[start of Records to process]

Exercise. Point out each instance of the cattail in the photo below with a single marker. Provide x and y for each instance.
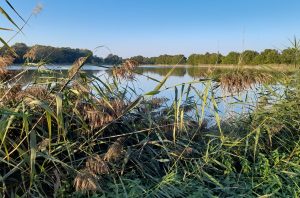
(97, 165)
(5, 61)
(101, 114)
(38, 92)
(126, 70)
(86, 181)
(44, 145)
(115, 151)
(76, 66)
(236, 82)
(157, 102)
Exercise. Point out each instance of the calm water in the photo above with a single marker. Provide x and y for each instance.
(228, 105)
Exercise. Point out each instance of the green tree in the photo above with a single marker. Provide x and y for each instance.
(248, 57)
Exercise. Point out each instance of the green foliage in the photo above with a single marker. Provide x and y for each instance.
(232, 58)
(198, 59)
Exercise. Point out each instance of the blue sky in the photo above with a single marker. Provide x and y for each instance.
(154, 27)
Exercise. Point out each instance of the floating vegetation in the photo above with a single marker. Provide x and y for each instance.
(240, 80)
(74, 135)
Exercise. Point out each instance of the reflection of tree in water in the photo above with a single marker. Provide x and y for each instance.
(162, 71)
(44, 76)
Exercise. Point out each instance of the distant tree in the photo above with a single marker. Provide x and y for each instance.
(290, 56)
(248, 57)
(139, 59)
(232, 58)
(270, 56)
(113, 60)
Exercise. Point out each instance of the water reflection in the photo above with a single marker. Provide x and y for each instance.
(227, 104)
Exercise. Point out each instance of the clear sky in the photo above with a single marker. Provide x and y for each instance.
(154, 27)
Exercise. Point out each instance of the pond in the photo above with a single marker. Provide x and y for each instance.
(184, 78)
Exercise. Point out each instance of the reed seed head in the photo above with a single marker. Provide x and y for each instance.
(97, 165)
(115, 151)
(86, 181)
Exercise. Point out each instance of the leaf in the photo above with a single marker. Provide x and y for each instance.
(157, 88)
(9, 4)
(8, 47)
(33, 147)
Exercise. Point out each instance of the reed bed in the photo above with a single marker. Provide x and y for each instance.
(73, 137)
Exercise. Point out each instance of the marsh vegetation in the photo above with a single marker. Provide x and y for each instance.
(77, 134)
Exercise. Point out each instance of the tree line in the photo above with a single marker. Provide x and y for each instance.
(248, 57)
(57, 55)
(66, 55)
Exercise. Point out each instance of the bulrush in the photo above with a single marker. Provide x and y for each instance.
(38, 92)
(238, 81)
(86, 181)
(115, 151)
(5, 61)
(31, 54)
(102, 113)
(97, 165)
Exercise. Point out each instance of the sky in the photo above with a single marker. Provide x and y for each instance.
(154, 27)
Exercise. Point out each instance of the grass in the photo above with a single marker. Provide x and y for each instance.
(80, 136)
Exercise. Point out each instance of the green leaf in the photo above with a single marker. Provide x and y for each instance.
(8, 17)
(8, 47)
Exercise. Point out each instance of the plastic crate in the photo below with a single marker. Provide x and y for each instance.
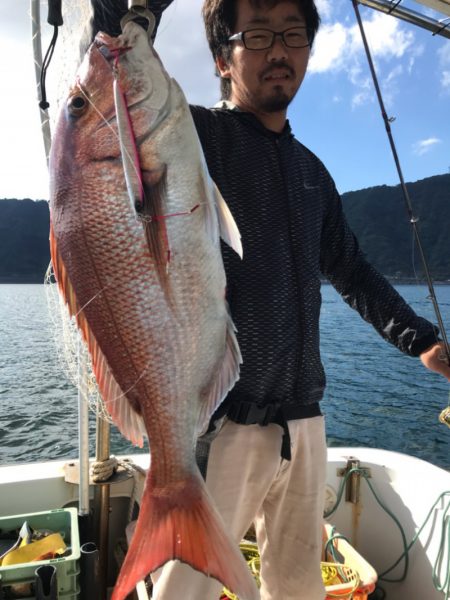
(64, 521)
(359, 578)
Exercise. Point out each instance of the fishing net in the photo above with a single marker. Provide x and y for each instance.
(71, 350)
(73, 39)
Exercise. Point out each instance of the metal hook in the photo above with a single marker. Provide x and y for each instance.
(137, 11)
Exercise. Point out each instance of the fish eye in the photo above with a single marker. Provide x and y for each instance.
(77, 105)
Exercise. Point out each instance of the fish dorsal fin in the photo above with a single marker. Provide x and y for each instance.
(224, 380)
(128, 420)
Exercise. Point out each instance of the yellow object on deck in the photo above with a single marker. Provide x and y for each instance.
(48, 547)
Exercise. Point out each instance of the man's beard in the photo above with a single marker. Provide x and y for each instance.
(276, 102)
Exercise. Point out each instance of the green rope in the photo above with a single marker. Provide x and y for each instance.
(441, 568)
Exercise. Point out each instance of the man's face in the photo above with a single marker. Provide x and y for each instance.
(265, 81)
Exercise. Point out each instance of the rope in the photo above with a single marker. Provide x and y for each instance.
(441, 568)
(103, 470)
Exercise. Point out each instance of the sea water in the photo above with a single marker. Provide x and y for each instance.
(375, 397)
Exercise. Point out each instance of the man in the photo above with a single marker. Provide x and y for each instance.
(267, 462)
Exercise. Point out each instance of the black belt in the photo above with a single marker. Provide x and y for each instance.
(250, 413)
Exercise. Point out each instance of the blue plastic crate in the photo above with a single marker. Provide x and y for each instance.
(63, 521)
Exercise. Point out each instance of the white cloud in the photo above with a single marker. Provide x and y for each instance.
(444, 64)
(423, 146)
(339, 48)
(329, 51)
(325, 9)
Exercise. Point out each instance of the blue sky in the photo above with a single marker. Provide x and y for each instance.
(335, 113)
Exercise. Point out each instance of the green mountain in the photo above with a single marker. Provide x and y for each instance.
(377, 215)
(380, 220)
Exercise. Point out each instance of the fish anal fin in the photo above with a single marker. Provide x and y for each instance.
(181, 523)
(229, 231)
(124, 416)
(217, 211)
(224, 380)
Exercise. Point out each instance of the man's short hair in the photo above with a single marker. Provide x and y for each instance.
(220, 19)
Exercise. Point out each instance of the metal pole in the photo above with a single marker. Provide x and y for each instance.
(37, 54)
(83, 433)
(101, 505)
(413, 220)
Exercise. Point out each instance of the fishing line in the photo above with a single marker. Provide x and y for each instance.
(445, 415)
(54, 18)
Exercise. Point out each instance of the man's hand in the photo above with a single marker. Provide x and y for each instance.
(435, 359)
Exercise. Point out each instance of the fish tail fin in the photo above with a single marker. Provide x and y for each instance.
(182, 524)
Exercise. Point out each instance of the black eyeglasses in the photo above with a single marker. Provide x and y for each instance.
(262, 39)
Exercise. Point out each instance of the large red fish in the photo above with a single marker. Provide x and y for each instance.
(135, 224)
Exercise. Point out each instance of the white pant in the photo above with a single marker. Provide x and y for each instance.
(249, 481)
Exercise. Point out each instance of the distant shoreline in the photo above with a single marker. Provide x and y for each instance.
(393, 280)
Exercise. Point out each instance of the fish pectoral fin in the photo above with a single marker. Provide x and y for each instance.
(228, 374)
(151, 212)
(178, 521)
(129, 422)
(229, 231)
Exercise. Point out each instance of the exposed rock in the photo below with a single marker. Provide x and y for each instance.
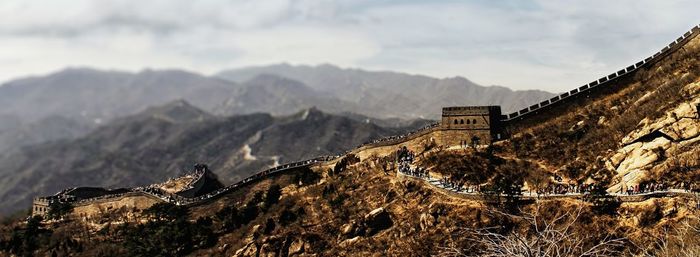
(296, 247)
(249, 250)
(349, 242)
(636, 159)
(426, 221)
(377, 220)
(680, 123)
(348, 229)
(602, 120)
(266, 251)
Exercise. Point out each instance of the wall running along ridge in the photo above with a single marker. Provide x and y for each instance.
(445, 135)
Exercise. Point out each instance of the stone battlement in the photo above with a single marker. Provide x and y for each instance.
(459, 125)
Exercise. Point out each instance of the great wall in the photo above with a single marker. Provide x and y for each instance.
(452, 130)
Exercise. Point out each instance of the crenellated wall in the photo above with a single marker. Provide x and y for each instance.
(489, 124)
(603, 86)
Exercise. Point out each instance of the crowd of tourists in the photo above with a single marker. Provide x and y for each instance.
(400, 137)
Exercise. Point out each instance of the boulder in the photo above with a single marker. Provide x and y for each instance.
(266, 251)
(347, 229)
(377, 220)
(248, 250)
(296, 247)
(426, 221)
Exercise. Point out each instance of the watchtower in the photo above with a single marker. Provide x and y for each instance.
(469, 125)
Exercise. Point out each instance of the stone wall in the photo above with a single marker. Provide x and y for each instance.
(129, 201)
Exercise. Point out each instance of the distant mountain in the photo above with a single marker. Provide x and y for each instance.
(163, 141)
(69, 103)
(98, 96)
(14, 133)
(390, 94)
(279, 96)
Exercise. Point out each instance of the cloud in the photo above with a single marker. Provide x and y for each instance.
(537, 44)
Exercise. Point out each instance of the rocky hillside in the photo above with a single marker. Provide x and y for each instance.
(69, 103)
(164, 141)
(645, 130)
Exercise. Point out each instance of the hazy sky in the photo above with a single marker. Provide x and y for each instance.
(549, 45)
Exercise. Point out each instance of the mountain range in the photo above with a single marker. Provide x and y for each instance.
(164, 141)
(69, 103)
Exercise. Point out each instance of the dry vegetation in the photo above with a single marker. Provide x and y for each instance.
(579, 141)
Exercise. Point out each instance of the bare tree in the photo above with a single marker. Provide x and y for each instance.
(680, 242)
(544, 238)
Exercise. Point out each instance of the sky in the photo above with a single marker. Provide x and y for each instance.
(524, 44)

[end of Records to process]
[start of Records to process]

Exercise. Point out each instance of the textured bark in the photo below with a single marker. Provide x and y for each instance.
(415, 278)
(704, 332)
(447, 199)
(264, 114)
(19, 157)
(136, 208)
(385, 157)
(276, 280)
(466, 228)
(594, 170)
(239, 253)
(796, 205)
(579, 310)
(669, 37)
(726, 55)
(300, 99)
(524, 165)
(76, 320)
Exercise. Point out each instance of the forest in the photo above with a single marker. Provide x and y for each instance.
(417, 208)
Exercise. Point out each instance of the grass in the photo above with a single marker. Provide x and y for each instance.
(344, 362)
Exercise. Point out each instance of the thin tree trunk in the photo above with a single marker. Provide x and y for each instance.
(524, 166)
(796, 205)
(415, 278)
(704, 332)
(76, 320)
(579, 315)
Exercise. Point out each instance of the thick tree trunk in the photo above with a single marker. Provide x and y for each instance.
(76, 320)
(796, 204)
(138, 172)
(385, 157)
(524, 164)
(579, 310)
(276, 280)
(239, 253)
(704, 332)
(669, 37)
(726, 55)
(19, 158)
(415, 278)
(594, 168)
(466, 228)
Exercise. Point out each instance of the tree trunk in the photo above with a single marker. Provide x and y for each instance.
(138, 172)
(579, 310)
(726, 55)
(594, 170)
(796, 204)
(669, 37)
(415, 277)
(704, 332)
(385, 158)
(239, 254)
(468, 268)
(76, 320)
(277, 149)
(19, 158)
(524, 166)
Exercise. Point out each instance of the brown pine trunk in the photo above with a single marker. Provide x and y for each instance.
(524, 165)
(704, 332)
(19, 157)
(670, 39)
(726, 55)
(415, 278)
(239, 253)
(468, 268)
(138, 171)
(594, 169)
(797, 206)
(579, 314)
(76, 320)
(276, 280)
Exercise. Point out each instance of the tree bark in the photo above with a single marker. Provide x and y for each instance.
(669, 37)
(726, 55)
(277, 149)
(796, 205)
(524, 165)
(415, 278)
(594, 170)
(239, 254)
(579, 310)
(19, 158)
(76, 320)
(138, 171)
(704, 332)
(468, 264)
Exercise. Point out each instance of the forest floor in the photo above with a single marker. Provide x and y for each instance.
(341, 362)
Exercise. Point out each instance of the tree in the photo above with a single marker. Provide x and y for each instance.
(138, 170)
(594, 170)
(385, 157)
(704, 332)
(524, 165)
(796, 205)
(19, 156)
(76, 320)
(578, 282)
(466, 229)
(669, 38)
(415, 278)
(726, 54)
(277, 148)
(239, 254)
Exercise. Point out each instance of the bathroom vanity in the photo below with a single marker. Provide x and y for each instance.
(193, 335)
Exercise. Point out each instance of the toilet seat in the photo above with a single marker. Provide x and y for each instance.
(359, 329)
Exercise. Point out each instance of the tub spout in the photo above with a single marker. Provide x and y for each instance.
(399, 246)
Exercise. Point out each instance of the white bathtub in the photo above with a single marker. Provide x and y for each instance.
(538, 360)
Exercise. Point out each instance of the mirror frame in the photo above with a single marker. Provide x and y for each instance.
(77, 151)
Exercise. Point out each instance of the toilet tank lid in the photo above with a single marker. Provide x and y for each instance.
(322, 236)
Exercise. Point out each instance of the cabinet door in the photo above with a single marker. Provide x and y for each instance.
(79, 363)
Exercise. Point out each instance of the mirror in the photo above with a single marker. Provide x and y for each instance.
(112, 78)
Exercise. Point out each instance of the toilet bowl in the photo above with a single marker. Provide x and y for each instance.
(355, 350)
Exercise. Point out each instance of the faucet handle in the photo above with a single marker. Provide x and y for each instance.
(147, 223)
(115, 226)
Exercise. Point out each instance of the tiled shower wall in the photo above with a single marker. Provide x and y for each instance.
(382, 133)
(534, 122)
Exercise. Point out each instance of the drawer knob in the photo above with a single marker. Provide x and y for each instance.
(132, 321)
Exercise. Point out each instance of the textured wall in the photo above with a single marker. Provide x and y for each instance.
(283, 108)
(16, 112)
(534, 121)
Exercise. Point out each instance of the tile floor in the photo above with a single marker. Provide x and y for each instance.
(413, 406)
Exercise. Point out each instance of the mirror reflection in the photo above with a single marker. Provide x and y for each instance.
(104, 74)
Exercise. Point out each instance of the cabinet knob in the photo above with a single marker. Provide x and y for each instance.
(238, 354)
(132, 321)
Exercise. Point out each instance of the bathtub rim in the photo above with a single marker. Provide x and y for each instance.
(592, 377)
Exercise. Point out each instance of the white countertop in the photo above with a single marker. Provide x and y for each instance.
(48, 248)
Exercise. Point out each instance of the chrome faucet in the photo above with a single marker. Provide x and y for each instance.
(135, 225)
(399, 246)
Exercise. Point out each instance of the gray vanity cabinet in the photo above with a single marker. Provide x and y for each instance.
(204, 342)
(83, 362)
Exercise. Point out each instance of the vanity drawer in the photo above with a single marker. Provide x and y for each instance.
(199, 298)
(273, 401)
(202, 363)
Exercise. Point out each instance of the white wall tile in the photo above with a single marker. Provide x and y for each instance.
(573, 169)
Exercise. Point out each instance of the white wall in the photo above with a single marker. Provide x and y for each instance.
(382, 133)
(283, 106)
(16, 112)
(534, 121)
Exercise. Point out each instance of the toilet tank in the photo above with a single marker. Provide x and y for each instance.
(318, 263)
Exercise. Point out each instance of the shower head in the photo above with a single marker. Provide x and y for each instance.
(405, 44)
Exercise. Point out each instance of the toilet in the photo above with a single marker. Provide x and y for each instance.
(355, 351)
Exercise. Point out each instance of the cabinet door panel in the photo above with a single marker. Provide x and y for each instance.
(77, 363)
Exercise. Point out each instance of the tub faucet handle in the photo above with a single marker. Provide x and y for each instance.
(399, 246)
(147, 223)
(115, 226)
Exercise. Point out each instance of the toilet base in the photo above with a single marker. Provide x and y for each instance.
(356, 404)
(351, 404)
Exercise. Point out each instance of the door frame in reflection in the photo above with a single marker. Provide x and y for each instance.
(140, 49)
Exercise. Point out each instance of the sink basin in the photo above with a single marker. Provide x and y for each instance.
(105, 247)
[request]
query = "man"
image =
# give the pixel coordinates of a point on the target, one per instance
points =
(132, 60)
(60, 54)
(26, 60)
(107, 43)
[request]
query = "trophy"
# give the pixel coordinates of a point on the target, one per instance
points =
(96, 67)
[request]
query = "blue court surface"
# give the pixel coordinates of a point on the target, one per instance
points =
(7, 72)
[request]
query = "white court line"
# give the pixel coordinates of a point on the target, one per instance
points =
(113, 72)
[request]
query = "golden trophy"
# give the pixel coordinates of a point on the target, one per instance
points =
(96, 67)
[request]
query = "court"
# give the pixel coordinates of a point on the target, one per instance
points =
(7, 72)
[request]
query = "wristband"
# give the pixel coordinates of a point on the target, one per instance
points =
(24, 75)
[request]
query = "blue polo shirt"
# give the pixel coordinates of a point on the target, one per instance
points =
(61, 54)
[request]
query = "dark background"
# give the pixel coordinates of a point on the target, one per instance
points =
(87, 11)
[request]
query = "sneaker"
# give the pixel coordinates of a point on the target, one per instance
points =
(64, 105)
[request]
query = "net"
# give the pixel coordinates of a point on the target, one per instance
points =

[end of Records to process]

Please count the lines of the data above that contain the string "floor" and give only the number.

2